Only one stretch of the material below is wanted: everything from the line containing "Mark the region of each instance of the street" down to the line containing "Mark the region of each instance of the overcast", both ends included. Repeat it exactly and skip the pictures.

-- Records supplied follows --

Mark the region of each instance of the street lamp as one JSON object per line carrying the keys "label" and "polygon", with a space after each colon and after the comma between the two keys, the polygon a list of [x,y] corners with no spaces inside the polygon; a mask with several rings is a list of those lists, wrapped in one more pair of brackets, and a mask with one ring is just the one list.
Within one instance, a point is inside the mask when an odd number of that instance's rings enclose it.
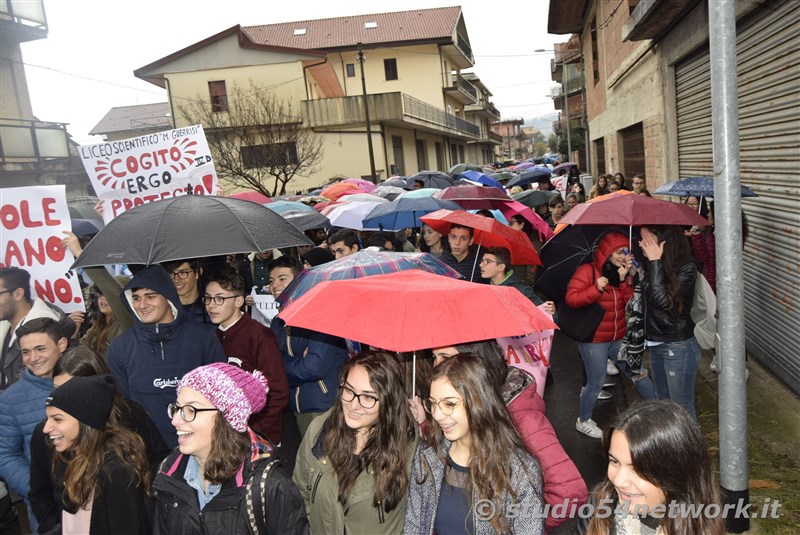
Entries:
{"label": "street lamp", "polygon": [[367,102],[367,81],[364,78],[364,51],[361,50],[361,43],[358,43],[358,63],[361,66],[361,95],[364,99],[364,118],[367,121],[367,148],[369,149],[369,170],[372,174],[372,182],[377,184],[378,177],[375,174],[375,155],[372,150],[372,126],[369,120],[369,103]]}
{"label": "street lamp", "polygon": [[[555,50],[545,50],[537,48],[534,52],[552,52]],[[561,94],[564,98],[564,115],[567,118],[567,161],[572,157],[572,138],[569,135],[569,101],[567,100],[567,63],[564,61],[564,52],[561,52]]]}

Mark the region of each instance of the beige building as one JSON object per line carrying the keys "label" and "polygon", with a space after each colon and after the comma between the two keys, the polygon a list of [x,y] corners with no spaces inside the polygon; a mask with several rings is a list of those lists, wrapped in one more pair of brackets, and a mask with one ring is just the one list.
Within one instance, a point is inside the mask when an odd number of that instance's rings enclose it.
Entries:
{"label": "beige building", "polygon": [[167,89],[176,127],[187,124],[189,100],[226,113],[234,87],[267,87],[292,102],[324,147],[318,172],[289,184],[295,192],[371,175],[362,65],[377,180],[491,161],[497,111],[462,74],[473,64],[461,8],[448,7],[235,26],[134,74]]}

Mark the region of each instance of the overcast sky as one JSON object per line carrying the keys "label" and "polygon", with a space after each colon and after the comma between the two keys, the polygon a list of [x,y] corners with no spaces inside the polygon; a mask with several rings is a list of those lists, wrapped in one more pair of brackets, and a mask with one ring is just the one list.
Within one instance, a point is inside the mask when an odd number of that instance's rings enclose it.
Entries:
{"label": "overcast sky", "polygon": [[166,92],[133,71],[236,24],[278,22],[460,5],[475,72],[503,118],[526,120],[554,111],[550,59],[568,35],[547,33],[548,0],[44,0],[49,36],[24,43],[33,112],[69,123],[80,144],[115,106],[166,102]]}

-- Records supplied concluded --
-- Records supplied follows --

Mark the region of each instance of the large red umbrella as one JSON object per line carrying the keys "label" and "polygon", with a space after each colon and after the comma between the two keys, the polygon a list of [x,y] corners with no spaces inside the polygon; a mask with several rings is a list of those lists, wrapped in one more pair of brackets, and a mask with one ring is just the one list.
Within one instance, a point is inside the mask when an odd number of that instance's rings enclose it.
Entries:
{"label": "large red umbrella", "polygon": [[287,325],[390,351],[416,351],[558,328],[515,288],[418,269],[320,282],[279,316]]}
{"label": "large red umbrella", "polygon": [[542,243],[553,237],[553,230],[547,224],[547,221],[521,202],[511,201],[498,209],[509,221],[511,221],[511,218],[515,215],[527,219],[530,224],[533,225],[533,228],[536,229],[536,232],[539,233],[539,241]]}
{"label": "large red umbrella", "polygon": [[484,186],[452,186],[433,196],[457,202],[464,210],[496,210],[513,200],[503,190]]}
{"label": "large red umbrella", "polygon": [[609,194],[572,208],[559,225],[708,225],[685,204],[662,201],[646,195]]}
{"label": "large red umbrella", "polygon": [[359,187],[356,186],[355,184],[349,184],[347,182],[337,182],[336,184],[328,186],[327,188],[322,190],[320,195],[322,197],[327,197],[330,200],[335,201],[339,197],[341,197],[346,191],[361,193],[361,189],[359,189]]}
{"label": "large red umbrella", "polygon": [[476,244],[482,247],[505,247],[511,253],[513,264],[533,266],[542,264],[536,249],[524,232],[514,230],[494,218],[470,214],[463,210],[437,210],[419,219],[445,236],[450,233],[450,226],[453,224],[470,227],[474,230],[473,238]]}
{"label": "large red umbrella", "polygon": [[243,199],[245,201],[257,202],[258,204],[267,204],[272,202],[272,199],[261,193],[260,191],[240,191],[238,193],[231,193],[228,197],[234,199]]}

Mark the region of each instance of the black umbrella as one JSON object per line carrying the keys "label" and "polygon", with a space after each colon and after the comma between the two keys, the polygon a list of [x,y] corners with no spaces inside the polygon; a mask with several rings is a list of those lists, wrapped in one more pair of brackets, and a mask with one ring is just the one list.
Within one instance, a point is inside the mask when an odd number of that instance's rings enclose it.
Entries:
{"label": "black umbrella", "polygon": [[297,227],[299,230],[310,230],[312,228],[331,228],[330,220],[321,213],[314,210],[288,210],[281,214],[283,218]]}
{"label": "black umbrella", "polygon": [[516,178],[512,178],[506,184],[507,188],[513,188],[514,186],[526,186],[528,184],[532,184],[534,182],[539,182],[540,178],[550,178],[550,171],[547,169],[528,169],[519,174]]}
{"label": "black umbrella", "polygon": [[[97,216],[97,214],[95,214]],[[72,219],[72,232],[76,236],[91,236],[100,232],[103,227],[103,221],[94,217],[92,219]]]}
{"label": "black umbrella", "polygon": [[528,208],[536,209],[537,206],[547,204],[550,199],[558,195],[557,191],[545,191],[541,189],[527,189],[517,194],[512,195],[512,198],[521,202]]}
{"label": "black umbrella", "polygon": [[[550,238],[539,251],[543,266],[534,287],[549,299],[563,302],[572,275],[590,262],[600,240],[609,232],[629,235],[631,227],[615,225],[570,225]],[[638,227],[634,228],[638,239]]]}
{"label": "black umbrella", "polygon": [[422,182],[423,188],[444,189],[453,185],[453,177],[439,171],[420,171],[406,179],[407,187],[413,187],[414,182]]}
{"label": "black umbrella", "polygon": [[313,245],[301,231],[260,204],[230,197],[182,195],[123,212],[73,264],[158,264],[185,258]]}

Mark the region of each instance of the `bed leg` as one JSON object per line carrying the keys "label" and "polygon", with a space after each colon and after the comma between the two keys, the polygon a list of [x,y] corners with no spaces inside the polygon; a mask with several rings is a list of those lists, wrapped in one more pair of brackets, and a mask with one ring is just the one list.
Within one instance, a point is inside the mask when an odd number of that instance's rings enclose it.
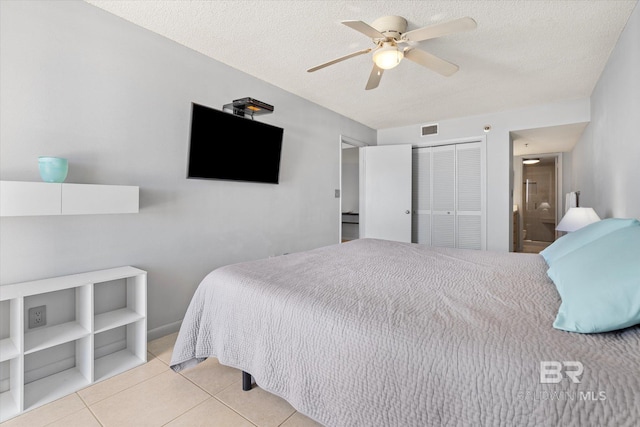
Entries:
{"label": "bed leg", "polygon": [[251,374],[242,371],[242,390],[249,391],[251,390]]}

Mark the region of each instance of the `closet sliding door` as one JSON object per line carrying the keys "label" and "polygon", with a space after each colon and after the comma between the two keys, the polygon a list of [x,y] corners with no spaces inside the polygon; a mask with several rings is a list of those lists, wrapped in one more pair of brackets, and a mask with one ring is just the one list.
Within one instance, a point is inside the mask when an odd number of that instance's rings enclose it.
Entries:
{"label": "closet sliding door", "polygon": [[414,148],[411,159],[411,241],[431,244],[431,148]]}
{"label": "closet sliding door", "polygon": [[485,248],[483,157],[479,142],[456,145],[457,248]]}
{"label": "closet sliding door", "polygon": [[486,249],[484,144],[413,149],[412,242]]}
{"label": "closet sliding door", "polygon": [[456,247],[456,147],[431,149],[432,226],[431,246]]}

-- Records supplied concluded --

▸ Result of the task
Mark the region of each instance of the street lamp as one JSON object per line carrying the keys "label" and "polygon", with a space after each colon and after the comma between the two keys, the polygon a list of [x,y] corners with no spaces inside the polygon; a mask with several rings is a list of those lists, wrapped in one more pair of brackets, and a mask with one ring is just the one list.
Within one instance, a point is inside the mask when an odd number of that instance's rings enclose it.
Entries:
{"label": "street lamp", "polygon": [[367,102],[367,81],[364,78],[364,51],[361,50],[361,43],[358,43],[358,63],[361,66],[361,95],[364,99],[364,118],[367,121],[367,148],[369,149],[369,170],[372,174],[372,182],[377,184],[378,177],[375,174],[375,155],[372,150],[372,126],[369,120],[369,103]]}
{"label": "street lamp", "polygon": [[[555,50],[545,50],[537,48],[534,52],[552,52]],[[561,94],[564,98],[564,115],[567,118],[567,161],[572,157],[572,138],[569,135],[569,101],[567,100],[567,63],[564,61],[564,52],[561,52]]]}

Mark the region of each instance of the beige building as one JSON object per line carrying the keys "label" and "polygon", with a space after each colon and after the comma between the two keys, the polygon a list of [x,y] corners with no spaces inside the polygon; a mask with several rings is a list of those lists, wrapped in one more pair of brackets, and a mask with one ring is just the one list.
Within one instance, a point is inside the mask when an odd number of that instance's rings enclose it.
Entries:
{"label": "beige building", "polygon": [[167,89],[176,127],[187,124],[189,100],[226,113],[234,87],[267,87],[292,102],[324,147],[318,172],[289,184],[295,192],[371,175],[362,65],[377,180],[491,161],[497,111],[462,74],[473,64],[461,8],[448,7],[235,26],[134,74]]}

Mark the region of each instance of the overcast sky as one JSON object per line carrying the keys "label" and "polygon", with a space after each colon and after the comma between the two keys, the polygon a list of [x,y] corners with no spaces inside the polygon; a mask with several rings is a list of those lists, wrapped in one more pair of brackets, and a mask with one ring is just the one list.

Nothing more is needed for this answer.